▸ SOURCE
## begin

When you quote directly from the USC psychology department’s observational notes re: subject Carroll, P, please use proper citations.
by Jack Fact on Oct 7, 2009 9:10 PM EDT reply actions
Dang. The scary thing is, I am wondering where John Chavis fits on this scale. Is there a layer above (or below, depending upon your perspective) Busey? Or does that go on another scale, like the crazy scale, where entry level is the mixed uppedness of the love child of Ann Coulter and Al Franken?
by Southern Papa on Oct 8, 2009 2:51 AM EDT reply actions
I’m pretty sure that the scale increases logrithmically, if I remember right. In other words, each level is ten times crazier than the last. I would also like to pint out that Timmy loves those high school girls, he keeps gettin older, they stay the saaaame age.

## end

▸ EXERCISE TASK A
Select each line of the records below that contains the word "duck", and copy those lines.

▸ Excerpt from a dataset
## begin

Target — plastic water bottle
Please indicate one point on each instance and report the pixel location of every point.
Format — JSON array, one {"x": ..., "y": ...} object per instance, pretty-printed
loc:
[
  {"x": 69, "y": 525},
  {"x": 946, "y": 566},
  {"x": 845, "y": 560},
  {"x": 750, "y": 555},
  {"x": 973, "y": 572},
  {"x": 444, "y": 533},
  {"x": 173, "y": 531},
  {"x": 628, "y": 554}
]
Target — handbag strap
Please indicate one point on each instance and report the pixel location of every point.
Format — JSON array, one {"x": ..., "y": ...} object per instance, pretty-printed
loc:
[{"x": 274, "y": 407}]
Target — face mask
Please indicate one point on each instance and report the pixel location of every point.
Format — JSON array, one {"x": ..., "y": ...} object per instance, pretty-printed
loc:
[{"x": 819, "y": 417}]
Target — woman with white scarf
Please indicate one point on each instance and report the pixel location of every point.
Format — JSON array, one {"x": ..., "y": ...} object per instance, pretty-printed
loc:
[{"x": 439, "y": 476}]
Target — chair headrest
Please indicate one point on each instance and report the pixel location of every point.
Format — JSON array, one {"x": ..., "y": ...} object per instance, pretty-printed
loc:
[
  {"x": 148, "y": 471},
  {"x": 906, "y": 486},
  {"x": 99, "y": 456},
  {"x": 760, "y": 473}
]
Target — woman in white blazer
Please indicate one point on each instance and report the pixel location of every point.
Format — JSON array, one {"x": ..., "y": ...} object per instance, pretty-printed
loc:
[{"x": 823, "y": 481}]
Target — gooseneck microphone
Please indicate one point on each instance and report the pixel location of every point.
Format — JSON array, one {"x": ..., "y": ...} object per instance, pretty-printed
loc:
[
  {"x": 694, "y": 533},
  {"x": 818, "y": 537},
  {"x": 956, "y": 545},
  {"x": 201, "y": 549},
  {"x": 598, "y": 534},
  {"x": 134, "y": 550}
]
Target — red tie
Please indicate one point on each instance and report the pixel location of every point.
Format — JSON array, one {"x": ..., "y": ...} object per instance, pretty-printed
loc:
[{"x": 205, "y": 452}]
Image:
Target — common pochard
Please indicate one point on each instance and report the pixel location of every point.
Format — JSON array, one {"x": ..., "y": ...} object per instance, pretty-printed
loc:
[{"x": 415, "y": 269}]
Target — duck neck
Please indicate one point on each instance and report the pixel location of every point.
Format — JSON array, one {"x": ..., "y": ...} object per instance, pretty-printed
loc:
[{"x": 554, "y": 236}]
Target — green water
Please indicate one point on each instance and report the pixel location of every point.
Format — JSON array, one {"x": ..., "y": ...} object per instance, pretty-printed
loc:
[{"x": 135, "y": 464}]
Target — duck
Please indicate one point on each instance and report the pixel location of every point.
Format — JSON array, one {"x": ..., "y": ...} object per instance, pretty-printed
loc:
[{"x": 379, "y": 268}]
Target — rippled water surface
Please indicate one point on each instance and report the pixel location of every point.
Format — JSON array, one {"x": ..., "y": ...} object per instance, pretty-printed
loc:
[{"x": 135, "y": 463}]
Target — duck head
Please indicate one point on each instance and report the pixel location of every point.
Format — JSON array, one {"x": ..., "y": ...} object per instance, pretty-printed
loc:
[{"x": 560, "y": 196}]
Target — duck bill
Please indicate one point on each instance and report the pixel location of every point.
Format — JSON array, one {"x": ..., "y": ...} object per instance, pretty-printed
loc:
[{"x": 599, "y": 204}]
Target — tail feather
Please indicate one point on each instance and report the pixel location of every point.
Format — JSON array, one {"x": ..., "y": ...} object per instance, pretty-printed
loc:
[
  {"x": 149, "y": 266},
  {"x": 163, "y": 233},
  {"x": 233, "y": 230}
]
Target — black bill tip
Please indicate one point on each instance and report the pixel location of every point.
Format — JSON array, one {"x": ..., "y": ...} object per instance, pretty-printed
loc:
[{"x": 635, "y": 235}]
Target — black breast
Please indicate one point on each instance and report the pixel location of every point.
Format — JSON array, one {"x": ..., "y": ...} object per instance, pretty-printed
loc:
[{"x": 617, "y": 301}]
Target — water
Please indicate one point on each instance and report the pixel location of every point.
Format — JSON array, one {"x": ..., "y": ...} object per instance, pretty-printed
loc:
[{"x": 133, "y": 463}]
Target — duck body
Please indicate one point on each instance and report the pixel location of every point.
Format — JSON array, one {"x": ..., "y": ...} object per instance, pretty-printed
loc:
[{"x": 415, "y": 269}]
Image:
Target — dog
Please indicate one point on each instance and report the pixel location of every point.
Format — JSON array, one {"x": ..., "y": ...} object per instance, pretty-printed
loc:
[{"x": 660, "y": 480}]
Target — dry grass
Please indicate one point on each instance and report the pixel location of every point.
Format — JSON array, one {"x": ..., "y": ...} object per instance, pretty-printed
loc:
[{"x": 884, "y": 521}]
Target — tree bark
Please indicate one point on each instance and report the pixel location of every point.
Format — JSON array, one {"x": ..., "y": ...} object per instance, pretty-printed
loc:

## end

▸ EXERCISE TASK B
In the comment thread, how much crazier is each level of the scale than the last?

▸ FULL RESPONSE A
Target — duck neck
Target — duck
Target — duck head
Target — duck bill
Target — duck body

▸ FULL RESPONSE B
Ten times crazier.